## Given data:
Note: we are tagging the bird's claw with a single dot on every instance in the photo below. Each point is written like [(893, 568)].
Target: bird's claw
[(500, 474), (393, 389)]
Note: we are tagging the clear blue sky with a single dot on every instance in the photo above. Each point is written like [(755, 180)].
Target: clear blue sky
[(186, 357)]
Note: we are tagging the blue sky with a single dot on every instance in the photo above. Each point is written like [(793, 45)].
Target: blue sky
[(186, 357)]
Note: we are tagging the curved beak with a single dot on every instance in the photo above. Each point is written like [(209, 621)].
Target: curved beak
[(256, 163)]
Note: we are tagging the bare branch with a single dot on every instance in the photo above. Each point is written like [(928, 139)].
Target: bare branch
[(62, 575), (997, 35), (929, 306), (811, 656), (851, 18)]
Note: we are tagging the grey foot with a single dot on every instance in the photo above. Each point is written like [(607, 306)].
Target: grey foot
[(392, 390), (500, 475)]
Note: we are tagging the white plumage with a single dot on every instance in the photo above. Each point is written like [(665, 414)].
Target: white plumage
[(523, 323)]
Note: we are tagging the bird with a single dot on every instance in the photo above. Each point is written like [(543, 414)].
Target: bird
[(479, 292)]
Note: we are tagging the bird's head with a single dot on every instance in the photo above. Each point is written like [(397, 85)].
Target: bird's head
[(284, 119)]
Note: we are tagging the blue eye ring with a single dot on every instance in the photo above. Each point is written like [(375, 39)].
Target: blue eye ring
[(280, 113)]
...
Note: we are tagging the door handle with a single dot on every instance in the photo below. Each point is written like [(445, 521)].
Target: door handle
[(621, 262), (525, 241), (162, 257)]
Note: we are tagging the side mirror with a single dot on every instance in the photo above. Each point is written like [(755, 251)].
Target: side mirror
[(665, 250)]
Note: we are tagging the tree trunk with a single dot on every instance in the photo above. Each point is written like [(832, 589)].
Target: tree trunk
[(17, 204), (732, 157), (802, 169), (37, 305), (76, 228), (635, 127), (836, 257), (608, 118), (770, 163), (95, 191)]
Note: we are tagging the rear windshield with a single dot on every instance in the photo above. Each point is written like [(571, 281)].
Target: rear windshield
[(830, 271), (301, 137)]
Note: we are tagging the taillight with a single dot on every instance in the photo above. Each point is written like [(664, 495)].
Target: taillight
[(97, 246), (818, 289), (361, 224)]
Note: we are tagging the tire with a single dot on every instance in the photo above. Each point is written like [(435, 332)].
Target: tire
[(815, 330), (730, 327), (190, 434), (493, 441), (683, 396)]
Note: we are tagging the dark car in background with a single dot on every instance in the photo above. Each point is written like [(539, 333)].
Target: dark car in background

## Work to complete:
Return the data above verbatim, beginning at the line that contains "Note: we are tagging the blue eye" and stopping after the line that contains "[(280, 113)]". Include both of those lines.

## Result:
Note: we are tagging the blue eye ring with a single dot on every instance in the photo above. Each point is written like [(375, 39)].
Target: blue eye ring
[(280, 113)]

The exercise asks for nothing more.